● **Supplied passage**
# Leopard Gecko and Leopard Tortoise.



## TortoiseBoy1999 (Sep 27, 2012)

My sister and me were wondering what would happen if I put my baby leopard tortoise in her Leopard gecko tank? We wouldn't do it but what would happen? We were really curious. The gecko is 3" long (including tale) and my baby Leopard is 3" long too. What would happen? This is just out of curiosity. Thanks fellow TFO members


----------



## Eweezyfosheezy (Sep 27, 2012)

No idea what would happen but no good could come of it.


----------



## Tortus (Sep 27, 2012)

Do they live in the same conditions in the wild? As in the same heat and humidity? If so I don't see where there would be a major problem since geckos and tortoises don't eat the same food. Geckos are insectivores, right?


----------



## TortoiseBoy1999 (Sep 28, 2012)

Tortus said:


> Do they live in the same conditions in the wild? As in the same heat and humidity? If so I don't see where there would be a major problem since geckos and tortoises don't eat the same food. Geckos are insectivores, right?



Yes they are.


----------



## CourtneyAndCarl (Sep 28, 2012)

They don't come from the same place though and in all honesty, geckos are kind of stupid and would probably chase the tortoise around just because it's moving.... which would probably stress out the tort.


----------



## TortoiseBoy1999 (Sep 28, 2012)

● **Source data**

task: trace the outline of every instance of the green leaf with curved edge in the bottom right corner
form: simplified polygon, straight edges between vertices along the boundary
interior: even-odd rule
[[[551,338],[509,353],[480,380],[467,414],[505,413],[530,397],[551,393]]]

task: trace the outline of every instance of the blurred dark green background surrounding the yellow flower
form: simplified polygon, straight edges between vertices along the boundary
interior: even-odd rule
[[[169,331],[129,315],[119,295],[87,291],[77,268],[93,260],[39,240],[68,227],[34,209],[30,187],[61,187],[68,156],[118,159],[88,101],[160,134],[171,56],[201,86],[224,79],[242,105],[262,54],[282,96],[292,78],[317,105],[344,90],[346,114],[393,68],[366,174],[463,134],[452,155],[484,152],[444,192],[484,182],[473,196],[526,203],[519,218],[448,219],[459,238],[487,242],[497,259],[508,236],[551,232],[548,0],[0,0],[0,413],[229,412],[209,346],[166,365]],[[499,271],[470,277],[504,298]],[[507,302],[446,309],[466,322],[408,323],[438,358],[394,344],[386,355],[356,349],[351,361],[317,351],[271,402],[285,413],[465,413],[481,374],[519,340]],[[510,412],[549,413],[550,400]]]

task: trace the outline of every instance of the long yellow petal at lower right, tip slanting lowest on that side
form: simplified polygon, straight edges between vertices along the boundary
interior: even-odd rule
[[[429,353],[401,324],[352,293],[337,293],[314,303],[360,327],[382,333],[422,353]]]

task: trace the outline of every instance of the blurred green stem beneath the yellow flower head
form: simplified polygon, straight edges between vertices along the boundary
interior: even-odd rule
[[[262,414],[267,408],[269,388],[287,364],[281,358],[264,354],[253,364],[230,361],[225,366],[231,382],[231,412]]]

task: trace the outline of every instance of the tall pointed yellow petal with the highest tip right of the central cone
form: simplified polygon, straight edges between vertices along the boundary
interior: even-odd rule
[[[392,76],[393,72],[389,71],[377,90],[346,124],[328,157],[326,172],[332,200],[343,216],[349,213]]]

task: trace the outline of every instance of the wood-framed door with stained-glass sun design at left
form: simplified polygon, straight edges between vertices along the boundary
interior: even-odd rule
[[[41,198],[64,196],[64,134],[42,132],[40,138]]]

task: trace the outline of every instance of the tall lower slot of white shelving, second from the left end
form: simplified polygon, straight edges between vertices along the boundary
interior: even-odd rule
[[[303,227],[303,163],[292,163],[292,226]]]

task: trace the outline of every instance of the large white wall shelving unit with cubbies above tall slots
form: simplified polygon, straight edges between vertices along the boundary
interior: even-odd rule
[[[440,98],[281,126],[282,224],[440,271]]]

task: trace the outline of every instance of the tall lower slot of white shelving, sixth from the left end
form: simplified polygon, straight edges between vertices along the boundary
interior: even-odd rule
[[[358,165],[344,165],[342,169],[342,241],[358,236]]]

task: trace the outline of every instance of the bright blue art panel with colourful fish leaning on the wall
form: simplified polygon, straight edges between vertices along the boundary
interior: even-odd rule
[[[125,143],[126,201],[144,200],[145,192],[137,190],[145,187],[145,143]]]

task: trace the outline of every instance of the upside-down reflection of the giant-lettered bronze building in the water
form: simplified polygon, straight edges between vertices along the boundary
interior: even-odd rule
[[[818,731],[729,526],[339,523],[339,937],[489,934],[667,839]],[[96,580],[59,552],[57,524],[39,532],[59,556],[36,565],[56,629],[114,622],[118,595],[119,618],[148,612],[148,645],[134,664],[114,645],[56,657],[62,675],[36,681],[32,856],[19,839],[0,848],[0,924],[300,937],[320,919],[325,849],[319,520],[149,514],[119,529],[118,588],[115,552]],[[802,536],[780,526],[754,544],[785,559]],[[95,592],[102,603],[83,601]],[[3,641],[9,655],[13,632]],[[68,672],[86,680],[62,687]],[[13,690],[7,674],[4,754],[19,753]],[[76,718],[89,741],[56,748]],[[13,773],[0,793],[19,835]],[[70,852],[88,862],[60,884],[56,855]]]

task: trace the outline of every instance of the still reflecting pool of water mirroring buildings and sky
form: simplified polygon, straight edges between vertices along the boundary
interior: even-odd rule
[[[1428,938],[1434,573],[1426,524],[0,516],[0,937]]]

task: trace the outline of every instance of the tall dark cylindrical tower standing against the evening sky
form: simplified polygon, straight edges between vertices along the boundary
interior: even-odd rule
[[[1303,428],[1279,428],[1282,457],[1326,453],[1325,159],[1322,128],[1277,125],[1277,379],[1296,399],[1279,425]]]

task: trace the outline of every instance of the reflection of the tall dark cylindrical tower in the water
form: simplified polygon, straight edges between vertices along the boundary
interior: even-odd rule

● **Tasks**
a: Return the passage of the gecko and tortoise thread between "# Leopard Gecko" and "Eweezyfosheezy (Sep 27, 2012)", inclusive.
b: Decide whether each statement agrees with the gecko and tortoise thread. Answer yes or no for each, quoting the deciding words. (i) The original poster intends to put the baby tortoise in the gecko's tank. (ii) TortoiseBoy1999 confirms that geckos are insectivores. (iii) CourtneyAndCarl says the two animals come from the same place.
The entries have no role in this work.

● **Solutions to each task**
a:
# Leopard Gecko and Leopard Tortoise.



## TortoiseBoy1999 (Sep 27, 2012)

My sister and me were wondering what would happen if I put my baby leopard tortoise in her Leopard gecko tank? We wouldn't do it but what would happen? We were really curious. The gecko is 3" long (including tale) and my baby Leopard is 3" long too. What would happen? This is just out of curiosity. Thanks fellow TFO members


----------



## Eweezyfosheezy (Sep 27, 2012)

b:
(i) No: "We wouldn't do it but what would happen?"
(ii) Yes: "Yes they are."
(iii) No: "They don't come from the same place though"